Saved entries:
◇ ◇ ◇

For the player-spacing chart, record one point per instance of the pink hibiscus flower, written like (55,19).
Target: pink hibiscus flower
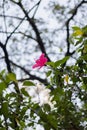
(40,62)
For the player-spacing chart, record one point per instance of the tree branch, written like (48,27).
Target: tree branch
(67,27)
(32,77)
(38,37)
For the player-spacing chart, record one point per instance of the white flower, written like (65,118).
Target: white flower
(40,94)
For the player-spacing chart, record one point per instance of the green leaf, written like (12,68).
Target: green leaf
(28,83)
(4,109)
(60,62)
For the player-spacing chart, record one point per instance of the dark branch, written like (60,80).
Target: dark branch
(67,27)
(6,57)
(38,37)
(32,77)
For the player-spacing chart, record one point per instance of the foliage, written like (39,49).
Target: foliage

◇ ◇ ◇

**Directions**
Count every line in the data that contains the word "record", then give that count and nothing else.

**Exercise result**
6